◆ Selection ◆
Alberta has shared the proposed comprehensive reforms to its electricity sector and an ambitious timeline for implementation.

The proposed changes

The design recommendations are headlined by the announcement of a day-ahead market, in addition to other significant market design changes including: introducing offer mitigation with a low price cap to mitigate extreme price events; administrative scarcity pricing, high price cap and negative floor price; additional ancillary service products, ramp-up reserves, strategic reserves and enhanced technical requirements; co-optimization of dispatch of energy and ancillary services; shorter settlement intervals; and security constrained economic dispatch.

More generally, the proposed reforms include better distribution system planning, priority for self-supply and energy storage, and enabling export potential with projected supply surpluses across the interties with neighbouring jurisdictions. The reforms commit Alberta to an energy only market, deliberately moving away from a capacity market design. While a Crown corporation option was considered, this has been classified a last resort for the time being. Similarly, adopting a long-term or integrated planning model was shelved as a near-term option, with the potential to revisit after more immediate policy intervention has been given the opportunity to take effect.

Motivations for change

Collectively, the proposed reforms are positioned as responsive to recent electricity supply shortfalls in Alberta, with stated objectives of reliability, affordability, decarbonization by 2050, and reasonable implementation.

Beyond these objectives, the Government referenced various policy considerations, both past and present. Looking back in time, the supply mix was dominated by coal, has since undergone iterative design changes to evolve the supply mix, and has recently experienced price volatility and scarcity of supply during winter peaks. Presently, there is a perceived shortfall of baseload generation and over-reliance on intermittent resources, market design inefficiencies, and uncertainty following the renewal generation pause.

◆ Your objective ◆
Reproduce the Alberta electricity passage word for word, in full. The entries that follow come from a separate source and are unrelated to the Alberta electricity passage.

◆ Extracted data ◆
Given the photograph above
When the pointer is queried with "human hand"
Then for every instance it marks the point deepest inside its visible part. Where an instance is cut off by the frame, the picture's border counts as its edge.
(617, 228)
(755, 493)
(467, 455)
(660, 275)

◆ The completed task ◆
Alberta has shared the proposed comprehensive reforms to its electricity sector and an ambitious timeline for implementation.

The proposed changes

The design recommendations are headlined by the announcement of a day-ahead market, in addition to other significant market design changes including: introducing offer mitigation with a low price cap to mitigate extreme price events; administrative scarcity pricing, high price cap and negative floor price; additional ancillary service products, ramp-up reserves, strategic reserves and enhanced technical requirements; co-optimization of dispatch of energy and ancillary services; shorter settlement intervals; and security constrained economic dispatch.

More generally, the proposed reforms include better distribution system planning, priority for self-supply and energy storage, and enabling export potential with projected supply surpluses across the interties with neighbouring jurisdictions. The reforms commit Alberta to an energy only market, deliberately moving away from a capacity market design. While a Crown corporation option was considered, this has been classified a last resort for the time being. Similarly, adopting a long-term or integrated planning model was shelved as a near-term option, with the potential to revisit after more immediate policy intervention has been given the opportunity to take effect.

Motivations for change

Collectively, the proposed reforms are positioned as responsive to recent electricity supply shortfalls in Alberta, with stated objectives of reliability, affordability, decarbonization by 2050, and reasonable implementation.

Beyond these objectives, the Government referenced various policy considerations, both past and present. Looking back in time, the supply mix was dominated by coal, has since undergone iterative design changes to evolve the supply mix, and has recently experienced price volatility and scarcity of supply during winter peaks. Presently, there is a perceived shortfall of baseload generation and over-reliance on intermittent resources, market design inefficiencies, and uncertainty following the renewal generation pause.